Your instructions:
The records are to be restated in their entirety, word for word.
-*-*-
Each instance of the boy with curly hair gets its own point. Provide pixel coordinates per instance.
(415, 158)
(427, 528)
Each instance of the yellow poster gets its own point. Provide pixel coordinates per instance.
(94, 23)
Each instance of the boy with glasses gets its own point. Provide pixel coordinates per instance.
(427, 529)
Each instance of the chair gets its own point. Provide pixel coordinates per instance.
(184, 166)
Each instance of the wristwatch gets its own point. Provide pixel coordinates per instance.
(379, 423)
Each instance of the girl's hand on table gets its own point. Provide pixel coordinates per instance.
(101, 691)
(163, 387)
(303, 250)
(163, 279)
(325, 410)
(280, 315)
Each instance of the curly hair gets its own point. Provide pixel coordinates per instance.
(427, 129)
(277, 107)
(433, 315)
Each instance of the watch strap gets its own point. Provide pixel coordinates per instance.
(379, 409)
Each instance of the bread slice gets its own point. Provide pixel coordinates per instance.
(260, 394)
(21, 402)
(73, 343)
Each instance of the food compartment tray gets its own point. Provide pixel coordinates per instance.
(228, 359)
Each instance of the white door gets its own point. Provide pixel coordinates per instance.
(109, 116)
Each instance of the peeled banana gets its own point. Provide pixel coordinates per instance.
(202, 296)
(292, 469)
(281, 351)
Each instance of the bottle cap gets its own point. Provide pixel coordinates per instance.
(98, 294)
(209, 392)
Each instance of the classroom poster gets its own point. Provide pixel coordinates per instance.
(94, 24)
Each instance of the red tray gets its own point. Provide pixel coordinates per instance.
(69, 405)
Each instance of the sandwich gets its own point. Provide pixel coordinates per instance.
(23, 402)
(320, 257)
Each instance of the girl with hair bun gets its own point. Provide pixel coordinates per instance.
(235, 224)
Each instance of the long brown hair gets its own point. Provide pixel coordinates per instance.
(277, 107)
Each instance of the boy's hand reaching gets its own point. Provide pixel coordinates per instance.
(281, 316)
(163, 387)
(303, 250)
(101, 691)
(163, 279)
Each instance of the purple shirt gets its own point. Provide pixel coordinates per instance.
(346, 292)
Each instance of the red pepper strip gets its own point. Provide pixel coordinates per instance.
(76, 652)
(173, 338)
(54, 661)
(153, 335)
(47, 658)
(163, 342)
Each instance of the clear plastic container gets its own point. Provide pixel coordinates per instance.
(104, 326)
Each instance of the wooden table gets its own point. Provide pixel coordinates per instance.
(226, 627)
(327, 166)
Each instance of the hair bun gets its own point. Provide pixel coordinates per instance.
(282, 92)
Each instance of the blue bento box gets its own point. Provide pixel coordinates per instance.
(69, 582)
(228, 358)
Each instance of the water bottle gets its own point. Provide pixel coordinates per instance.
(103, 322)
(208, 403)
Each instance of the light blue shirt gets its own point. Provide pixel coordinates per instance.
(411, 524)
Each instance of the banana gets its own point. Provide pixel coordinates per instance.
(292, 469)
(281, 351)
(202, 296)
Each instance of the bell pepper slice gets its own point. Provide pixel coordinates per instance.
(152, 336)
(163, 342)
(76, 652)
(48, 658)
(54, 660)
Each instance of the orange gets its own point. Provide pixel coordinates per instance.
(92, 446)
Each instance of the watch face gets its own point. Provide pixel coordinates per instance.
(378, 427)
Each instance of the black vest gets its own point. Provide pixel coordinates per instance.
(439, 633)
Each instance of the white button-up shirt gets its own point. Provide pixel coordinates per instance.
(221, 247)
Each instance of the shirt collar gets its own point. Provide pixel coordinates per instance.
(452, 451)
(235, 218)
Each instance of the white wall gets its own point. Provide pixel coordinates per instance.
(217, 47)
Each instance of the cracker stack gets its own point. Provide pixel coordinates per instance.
-*-*-
Solution to the exercise:
Each instance of the boy with curly hair gets its own point. Provide pixel coordinates per instance.
(415, 158)
(427, 528)
Each instance of the yellow poster gets its own point. Provide pixel coordinates per instance.
(94, 23)
Each instance of the boy with glasses gets its own point. Provide pixel coordinates per instance.
(427, 529)
Each instance of the chair gets its own point. Provide pixel coordinates per instance.
(184, 166)
Each instance of the wristwatch gets its own point. Provide pixel coordinates per instance.
(379, 423)
Each instance of the girl's hand on table gets its own point. Provide pixel coordinates per instance.
(101, 691)
(163, 387)
(303, 250)
(163, 279)
(325, 410)
(280, 315)
Each instance of the curly hair gets its own point. Provide pixel coordinates per instance.
(427, 129)
(277, 107)
(433, 315)
Each instance of the watch strap gets its own point. Provide pixel coordinates per instance.
(379, 409)
Each instance of the bread slice gets its own point. Provide pixel coordinates per instance.
(260, 394)
(21, 402)
(73, 343)
Each instance of the food compartment tray gets its own point. Provide pixel coordinates per instance.
(228, 359)
Each instance of the white door gets its own point. Provide pixel coordinates per instance.
(109, 116)
Each instance of the peeled banana gets its own point. Provide pixel coordinates per instance.
(202, 296)
(292, 469)
(281, 351)
Each instance of the bottle cap gets its own point. Provide pixel coordinates per instance.
(98, 294)
(209, 392)
Each instance of the classroom poster gets its own point. Provide pixel coordinates per instance.
(94, 24)
Each instance of the red tray gets its own point. Provide pixel coordinates per instance.
(69, 405)
Each instance of the sandwich gets its own point. Provide pixel coordinates per instance.
(23, 402)
(320, 257)
Each instance of the girl with hair bun gets its own point. Provide pixel coordinates per instance.
(235, 224)
Each instance of the long brown hair gets its own point. Provide pixel coordinates per instance.
(277, 107)
Each instance of the boy's hand reaching gets its own point. Provide pixel coordinates per instance.
(281, 316)
(163, 387)
(303, 250)
(101, 691)
(163, 279)
Each instance of the purple shirt gets its own point. Provide pixel coordinates per instance.
(346, 292)
Each instance of the red pepper strip gets its own point. Provide pixel coordinates per instance.
(76, 652)
(173, 338)
(54, 661)
(153, 335)
(47, 658)
(163, 342)
Each instance of the clear plastic container gets its own point. Provide pixel coordinates per instance.
(104, 326)
Each instance of the wooden table gets its own point. Provide pixel coordinates per instance.
(226, 627)
(327, 166)
Each instance of the hair bun gets its own point. Provide pixel coordinates per instance.
(282, 92)
Each instance of the blue bento box gets its own point. Provide pixel coordinates per instance.
(69, 582)
(228, 358)
Each instance of the water bottle gets its own point. Provide pixel coordinates per instance.
(103, 322)
(208, 403)
Each instance of the light blue shirt gets its own point. Provide pixel coordinates per instance.
(411, 524)
Each instance of the banana gets its own point. Provide pixel coordinates per instance.
(292, 469)
(281, 351)
(202, 296)
Each instance of the bell pepper slice gets its own point. Provide pixel coordinates per instance.
(152, 336)
(163, 342)
(76, 652)
(48, 658)
(54, 660)
Each instance of the orange gets its own point. Provide pixel coordinates per instance.
(92, 446)
Each instance of the watch face gets its own point. Provide pixel coordinates per instance.
(378, 427)
Each instance of the black vest gets its own point. Provide pixel coordinates per instance.
(439, 633)
Each instance of the white button-up shirt gets its own point. Provide pixel coordinates per instance.
(221, 247)
Each instance of the shirt collar gets its own point. Provide pixel coordinates per instance.
(452, 451)
(235, 218)
Each instance of the white wall gets its own point. Provide pixel coordinates per instance.
(217, 47)
Each instance of the cracker stack gets its own point. Provide pixel coordinates per instance.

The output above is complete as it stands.